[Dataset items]
******

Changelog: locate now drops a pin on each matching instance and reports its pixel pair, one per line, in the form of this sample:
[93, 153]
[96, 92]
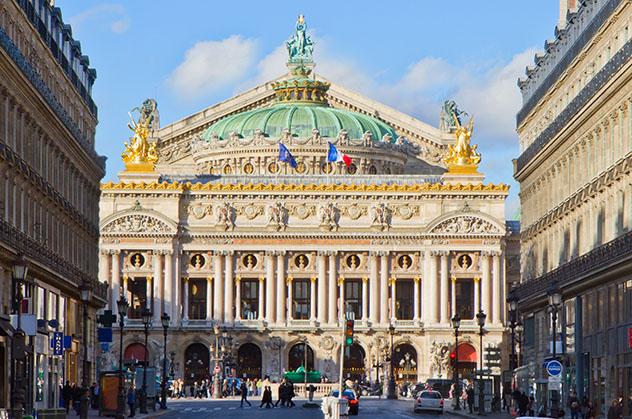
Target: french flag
[334, 156]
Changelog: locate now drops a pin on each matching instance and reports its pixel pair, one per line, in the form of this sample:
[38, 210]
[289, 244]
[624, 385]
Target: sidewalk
[464, 412]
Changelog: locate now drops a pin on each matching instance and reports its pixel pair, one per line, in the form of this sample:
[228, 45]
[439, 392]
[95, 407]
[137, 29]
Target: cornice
[500, 188]
[590, 190]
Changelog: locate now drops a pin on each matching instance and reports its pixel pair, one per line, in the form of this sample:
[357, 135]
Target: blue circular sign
[554, 368]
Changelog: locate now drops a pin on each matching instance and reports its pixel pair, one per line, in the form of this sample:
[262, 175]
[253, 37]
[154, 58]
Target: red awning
[467, 353]
[135, 352]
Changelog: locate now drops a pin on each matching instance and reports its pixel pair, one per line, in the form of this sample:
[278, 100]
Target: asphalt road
[369, 408]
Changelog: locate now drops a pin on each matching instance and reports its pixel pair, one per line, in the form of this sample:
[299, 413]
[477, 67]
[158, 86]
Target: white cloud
[212, 65]
[112, 14]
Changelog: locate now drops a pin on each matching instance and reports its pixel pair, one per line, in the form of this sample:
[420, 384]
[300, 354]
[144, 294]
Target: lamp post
[123, 306]
[86, 296]
[18, 353]
[480, 319]
[391, 381]
[456, 323]
[147, 314]
[555, 300]
[163, 385]
[216, 371]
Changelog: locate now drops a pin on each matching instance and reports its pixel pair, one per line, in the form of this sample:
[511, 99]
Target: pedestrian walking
[131, 401]
[266, 399]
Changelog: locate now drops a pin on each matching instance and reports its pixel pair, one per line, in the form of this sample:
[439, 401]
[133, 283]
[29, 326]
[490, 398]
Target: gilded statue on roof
[140, 154]
[300, 46]
[462, 157]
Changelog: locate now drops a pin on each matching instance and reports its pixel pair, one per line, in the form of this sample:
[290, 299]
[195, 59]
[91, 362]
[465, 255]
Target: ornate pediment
[465, 224]
[137, 223]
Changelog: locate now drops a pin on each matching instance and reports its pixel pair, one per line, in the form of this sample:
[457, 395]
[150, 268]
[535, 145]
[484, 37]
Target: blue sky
[408, 54]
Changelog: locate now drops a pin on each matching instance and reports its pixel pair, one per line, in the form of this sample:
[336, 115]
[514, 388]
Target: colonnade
[434, 288]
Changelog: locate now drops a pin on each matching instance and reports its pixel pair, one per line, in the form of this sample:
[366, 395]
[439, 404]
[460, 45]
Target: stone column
[444, 317]
[116, 278]
[365, 298]
[393, 283]
[281, 307]
[158, 301]
[374, 307]
[217, 287]
[416, 281]
[262, 283]
[322, 287]
[496, 299]
[332, 289]
[238, 297]
[209, 298]
[290, 308]
[432, 300]
[270, 300]
[312, 299]
[229, 301]
[341, 300]
[170, 303]
[485, 284]
[185, 315]
[384, 287]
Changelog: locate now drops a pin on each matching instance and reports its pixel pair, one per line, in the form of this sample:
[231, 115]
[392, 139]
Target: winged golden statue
[462, 157]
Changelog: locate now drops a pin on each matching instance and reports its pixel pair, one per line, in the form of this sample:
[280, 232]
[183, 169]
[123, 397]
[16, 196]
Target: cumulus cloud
[114, 15]
[213, 65]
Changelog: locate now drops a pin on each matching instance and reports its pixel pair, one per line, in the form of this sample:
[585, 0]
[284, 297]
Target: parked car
[352, 400]
[428, 400]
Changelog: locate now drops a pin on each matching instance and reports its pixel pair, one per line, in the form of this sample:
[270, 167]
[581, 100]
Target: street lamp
[86, 295]
[147, 314]
[456, 323]
[391, 381]
[123, 306]
[480, 319]
[165, 319]
[18, 352]
[216, 377]
[512, 302]
[555, 300]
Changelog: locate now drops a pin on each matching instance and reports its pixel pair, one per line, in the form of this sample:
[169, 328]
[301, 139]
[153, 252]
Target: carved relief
[277, 216]
[381, 216]
[200, 210]
[465, 225]
[328, 215]
[354, 211]
[302, 211]
[137, 223]
[225, 217]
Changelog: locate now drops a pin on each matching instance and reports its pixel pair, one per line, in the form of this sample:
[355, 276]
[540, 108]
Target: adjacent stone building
[49, 191]
[209, 225]
[575, 130]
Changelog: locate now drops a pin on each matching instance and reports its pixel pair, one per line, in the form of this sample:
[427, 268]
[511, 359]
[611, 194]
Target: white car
[428, 400]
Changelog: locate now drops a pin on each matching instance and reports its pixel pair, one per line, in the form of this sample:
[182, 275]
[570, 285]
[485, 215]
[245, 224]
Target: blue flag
[286, 156]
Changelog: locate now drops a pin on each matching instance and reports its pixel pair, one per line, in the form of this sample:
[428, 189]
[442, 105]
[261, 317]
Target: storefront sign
[57, 343]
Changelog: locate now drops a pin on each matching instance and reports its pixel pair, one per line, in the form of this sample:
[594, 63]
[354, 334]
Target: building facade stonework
[576, 198]
[219, 231]
[49, 190]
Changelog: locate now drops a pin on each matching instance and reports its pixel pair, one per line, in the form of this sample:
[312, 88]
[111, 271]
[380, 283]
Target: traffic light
[349, 333]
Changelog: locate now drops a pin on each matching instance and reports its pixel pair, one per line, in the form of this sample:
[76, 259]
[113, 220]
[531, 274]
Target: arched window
[249, 361]
[296, 357]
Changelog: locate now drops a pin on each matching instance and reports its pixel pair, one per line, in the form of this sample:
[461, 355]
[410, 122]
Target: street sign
[554, 368]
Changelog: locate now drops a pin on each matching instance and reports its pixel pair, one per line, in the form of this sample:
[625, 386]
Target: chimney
[566, 6]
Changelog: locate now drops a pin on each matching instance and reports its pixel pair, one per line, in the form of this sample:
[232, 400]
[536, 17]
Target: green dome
[300, 118]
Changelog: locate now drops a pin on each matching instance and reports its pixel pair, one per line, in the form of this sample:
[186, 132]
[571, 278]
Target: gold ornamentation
[139, 154]
[462, 157]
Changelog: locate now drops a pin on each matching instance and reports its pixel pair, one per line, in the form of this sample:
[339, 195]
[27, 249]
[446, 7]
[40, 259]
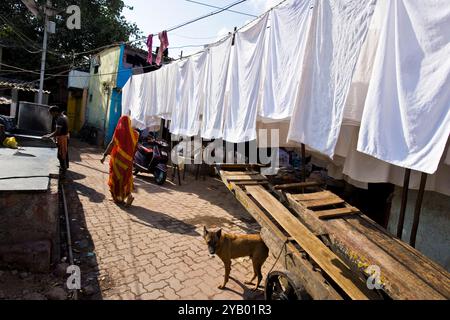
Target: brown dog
[231, 246]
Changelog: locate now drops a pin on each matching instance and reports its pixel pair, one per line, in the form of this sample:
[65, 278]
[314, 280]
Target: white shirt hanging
[339, 28]
[406, 119]
[245, 79]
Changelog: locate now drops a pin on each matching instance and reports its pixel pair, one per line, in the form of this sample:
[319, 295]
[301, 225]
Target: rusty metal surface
[27, 169]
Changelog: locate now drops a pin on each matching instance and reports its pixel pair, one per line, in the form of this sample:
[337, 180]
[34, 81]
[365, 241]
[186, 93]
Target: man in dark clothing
[61, 135]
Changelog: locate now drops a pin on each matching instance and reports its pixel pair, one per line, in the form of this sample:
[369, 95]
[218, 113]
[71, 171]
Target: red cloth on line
[150, 46]
[163, 46]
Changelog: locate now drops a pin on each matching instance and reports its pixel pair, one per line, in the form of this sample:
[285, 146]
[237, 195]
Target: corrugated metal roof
[4, 100]
[19, 85]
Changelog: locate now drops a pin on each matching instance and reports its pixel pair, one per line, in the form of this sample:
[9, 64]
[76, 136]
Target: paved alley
[155, 249]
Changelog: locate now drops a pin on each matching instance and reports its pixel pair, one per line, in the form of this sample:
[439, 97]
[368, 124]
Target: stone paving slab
[154, 250]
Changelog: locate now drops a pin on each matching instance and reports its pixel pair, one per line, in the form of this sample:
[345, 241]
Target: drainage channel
[68, 235]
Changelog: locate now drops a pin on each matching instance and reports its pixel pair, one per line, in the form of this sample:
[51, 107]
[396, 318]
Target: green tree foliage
[102, 24]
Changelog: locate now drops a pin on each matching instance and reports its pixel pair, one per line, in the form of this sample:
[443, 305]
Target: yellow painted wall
[98, 97]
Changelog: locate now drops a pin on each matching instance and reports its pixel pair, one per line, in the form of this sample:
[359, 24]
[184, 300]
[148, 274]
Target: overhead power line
[211, 6]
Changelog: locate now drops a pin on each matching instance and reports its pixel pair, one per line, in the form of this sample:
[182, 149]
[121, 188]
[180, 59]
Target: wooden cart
[327, 249]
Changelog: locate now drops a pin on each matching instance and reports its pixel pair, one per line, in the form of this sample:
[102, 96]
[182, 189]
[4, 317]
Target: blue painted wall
[115, 108]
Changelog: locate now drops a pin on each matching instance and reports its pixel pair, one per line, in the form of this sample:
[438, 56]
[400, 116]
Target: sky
[153, 16]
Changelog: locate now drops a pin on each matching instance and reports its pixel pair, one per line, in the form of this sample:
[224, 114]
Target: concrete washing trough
[29, 206]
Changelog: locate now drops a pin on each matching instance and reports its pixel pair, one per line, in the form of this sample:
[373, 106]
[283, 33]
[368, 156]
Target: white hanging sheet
[338, 30]
[356, 98]
[170, 90]
[127, 95]
[190, 96]
[160, 78]
[359, 169]
[139, 101]
[213, 111]
[287, 38]
[245, 79]
[406, 118]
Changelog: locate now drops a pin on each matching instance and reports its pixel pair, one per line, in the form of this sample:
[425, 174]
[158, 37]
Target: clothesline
[314, 79]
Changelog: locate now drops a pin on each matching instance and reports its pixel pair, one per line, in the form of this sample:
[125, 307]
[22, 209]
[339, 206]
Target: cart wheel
[282, 285]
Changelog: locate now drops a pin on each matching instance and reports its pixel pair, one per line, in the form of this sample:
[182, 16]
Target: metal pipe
[423, 183]
[401, 218]
[69, 238]
[44, 56]
[303, 162]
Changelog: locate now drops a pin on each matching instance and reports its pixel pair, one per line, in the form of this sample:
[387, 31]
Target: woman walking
[122, 149]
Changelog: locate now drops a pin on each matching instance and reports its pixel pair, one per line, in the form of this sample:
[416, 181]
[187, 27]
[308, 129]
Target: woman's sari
[121, 163]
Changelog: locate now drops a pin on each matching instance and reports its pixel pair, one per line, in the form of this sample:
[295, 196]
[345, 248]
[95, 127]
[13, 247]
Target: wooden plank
[323, 203]
[324, 257]
[250, 182]
[296, 185]
[422, 267]
[239, 173]
[336, 213]
[314, 282]
[314, 196]
[357, 249]
[246, 178]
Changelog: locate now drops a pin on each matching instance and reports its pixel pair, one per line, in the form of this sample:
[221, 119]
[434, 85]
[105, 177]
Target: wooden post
[423, 183]
[303, 162]
[401, 217]
[234, 36]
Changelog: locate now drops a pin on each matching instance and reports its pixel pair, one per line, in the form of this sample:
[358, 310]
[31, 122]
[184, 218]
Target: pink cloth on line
[150, 46]
[164, 44]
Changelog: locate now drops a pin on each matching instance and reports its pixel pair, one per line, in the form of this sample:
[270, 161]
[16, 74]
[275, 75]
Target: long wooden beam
[330, 263]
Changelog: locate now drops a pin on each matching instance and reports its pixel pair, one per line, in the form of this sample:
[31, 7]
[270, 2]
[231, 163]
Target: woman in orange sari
[122, 149]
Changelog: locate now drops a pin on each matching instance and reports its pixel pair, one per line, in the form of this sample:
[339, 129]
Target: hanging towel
[171, 90]
[338, 30]
[213, 111]
[245, 79]
[150, 48]
[406, 118]
[190, 96]
[284, 58]
[162, 47]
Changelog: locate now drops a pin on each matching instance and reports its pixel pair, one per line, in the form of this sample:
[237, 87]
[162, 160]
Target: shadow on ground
[82, 244]
[161, 221]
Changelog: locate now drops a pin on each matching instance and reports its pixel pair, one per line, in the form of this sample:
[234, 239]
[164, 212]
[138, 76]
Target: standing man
[61, 135]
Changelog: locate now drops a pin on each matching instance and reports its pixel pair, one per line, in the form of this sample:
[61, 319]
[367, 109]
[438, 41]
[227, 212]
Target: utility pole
[44, 53]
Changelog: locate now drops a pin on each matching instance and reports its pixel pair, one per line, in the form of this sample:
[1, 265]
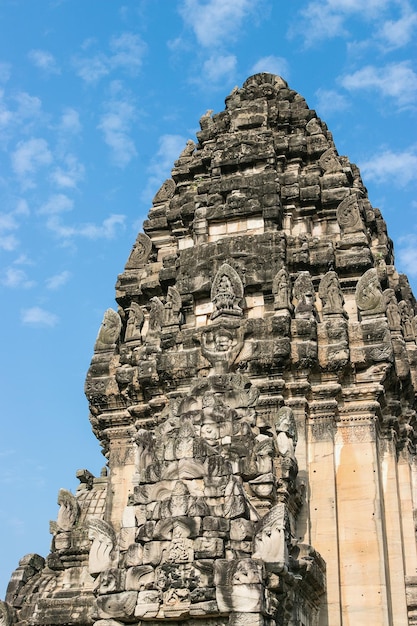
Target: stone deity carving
[103, 542]
[220, 346]
[348, 215]
[281, 288]
[369, 298]
[285, 432]
[140, 252]
[134, 322]
[331, 293]
[69, 510]
[226, 292]
[406, 316]
[109, 331]
[172, 307]
[393, 314]
[270, 542]
[304, 292]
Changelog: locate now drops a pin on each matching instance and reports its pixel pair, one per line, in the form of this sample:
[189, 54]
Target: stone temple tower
[254, 395]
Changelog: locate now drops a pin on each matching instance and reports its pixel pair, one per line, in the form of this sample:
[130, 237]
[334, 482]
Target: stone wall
[254, 395]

******

**Problem to work on:** Pull out every line of the rows above that contains the word "blue".

**Task solution:**
Target: blue circular sign
Target: blue sky
Target: blue flag
Target: blue painted wall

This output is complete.